Passage provided =>
···

Scientific studies that provide information about the ranging patterns of dolphin populations are important to establish conservation strategies. The Chicago Zoological Society’s Sarasota Dolphin Research Program is the world’s longest-running study of a wild dolphin population. It was initiated in 1970 to study the movements of dolphins in the inshore waters near Sarasota, Florida, and it was the first project to identify long-term residency by a dolphin population, based on observations of multiple generations of related dolphins residing year-round in local waters over decades.
The predictability of finding resident dolphins of known backgrounds set the stage for research on their biology, behavior, ecology, health and the impacts of humans. Research approaches developed or refined in Sarasota Bay have helped us to learn about dolphins in other marine areas throughout the world, including Bermuda, Cambodia, Argentina, China, Greece and other locales.
The Program’s Director, Dr. Randall Wells, was a 16-year-old volunteer intern for the program when its leader Blair Irvine began dolphin studies in Sarasota Bay. Wells has been working to improve the knowledge and conservation about dolphins ever since.
Dr. Blair Irvine began his career as a dolphin trainer for the U.S. Navy, work that eventually took him to Mote Marine Laboratory in Sarasota, Florida, where he began investigating the behavioral interactions between sharks and dolphins. His interest in the behavior of wild dolphins led him to start the research in 1970 that would eventually become the Chicago Zoological Society’s Sarasota Dolphin Research Program, today known as the world’s longest-running study of a wild dolphin population. In an essay published in the journal Aquatic Mammals, Dr. Irvine shares his experiences about his early days of dolphin training, and his memories about some of the earliest pioneers of marine mammalogy.
Dr. Randy Wells was a high schooler with an interest in sharks when his family moved to Sarasota and he began working with Irvine on the dolphin-shark studies. Today, as the Program’s leader, he reflects on its history: “The Sarasota Dolphin Research Program is so far beyond anything that I could have imagined when I was 16 and helping Blair Irvine begin tagging dolphins in Sarasota Bay in 1970. We had no idea of the complex lives that dolphins live or that these initial studies and findings would result in a pioneering model for dolphin research and conservation that is used worldwide today.”
Our Approach to Helping Dolphins
Our desire with each research or conservation project in Florida or elsewhere is to contribute to a better understanding of the structure and dynamics of populations of small cetaceans — dolphins, whales, and porpoises — as well as the natural and anthropogenic factors (factors of human origin) that impact them. We use an interdisciplinary and collaborative approach as we conduct studies of bottlenose dolphins within our main study area — Sarasota Bay, a unique long-term natural laboratory.

···

Data under study =>

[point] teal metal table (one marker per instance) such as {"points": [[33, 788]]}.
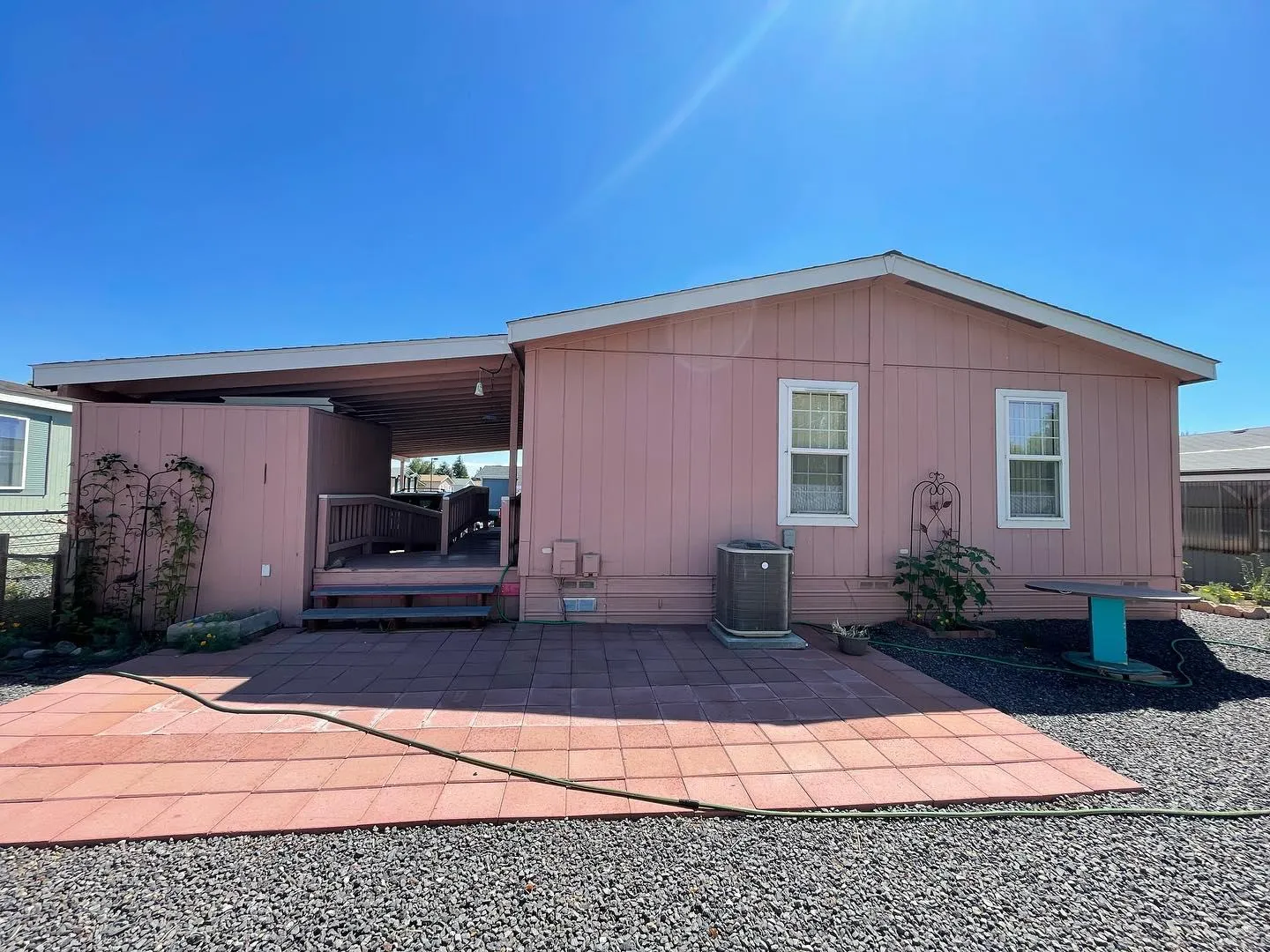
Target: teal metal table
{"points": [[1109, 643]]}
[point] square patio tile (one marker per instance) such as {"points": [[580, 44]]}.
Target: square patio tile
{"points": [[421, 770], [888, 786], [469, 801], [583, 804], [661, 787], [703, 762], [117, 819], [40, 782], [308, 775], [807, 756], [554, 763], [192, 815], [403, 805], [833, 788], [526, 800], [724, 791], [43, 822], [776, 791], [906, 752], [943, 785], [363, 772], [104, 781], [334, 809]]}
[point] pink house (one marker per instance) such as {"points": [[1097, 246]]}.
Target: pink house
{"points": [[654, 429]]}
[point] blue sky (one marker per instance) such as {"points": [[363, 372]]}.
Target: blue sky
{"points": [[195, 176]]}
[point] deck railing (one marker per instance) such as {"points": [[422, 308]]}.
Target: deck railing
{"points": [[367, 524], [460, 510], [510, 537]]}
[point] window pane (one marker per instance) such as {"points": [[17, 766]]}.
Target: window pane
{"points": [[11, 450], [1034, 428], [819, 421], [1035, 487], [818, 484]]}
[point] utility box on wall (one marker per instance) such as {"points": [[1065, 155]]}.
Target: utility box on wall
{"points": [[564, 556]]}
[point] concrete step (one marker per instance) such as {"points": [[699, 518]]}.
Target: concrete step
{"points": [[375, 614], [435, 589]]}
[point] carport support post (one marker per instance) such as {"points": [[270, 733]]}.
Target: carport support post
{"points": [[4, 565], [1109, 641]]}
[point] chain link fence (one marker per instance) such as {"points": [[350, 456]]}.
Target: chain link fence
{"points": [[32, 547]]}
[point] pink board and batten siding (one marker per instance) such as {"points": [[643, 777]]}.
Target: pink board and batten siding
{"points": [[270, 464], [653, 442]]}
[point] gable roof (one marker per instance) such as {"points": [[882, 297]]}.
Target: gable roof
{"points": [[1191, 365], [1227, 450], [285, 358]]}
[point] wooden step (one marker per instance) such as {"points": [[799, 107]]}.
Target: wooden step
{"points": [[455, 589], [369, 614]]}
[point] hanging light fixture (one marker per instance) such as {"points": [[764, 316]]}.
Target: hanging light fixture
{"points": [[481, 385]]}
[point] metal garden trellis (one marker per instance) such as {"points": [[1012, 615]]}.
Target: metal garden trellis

···

Work item =>
Extend the passage on the Sarasota Dolphin Research Program, starting after its final sentence.

Response area =>
Our primary goals include:
- Collecting biological, behavioral, ecological, and health data important to the conservation of small cetaceans, especially bottlenose dolphins;
- Providing wildlife management agencies with the requisite information need for bottlenose dolphin conservation;
- Disseminating the information we generate to scientific and general audiences to aid dolphin conservation;
- Using our model program to develop and refine hypotheses regarding bottlenose dolphins in other parts of the species’ range as well as other species of small cetaceans in other parts of the world;
- Using the established natural laboratory of Sarasota Bay to develop and test new research tools and methodologies of potential benefit to conservation efforts;
- Training cetacean conservation workers and students from around the world in the use of these techniques;
- Applying our unique expertise to dolphin rescue operations and post-release follow-up monitoring;
- Applying the information we gather from free-ranging dolphins to improve the quality of care for dolphins in zoological park settings.
The collaborative work done toward achieving these goals is conducted under the umbrella of the “Sarasota Dolphin Research Program.” This name links the efforts of several organizations and individuals that work together to insure the continuity of the long-term dolphin research in Sarasota Bay. The SDRP has been operated by the Chicago Zoological Society (CZS) since 1989. Dolphin Biology Research Institute, a Sarasota-based 501(c)3 nonprofit corporation was established in 1982 to provide logistical support through its fleet of small research vessels, vehicles, computers, cameras, field equipment, etc. Since 1992, the program has been based at Mote Marine Laboratory, with office, lab, storage and dock space within the resident Sarasota Bay dolphins’ home range. The SDRP maintains academic connections including providing graduate student opportunities primarily through the University of Florida, the University of California at Santa Cruz, and Duke University.
All of our dolphin research in the United States is conducted under NOAA’s National Marine Fisheries Service Scientific Research Permit No. 20455 and Institutional Animal Care and Use Committee approvals through the appropriate institutions.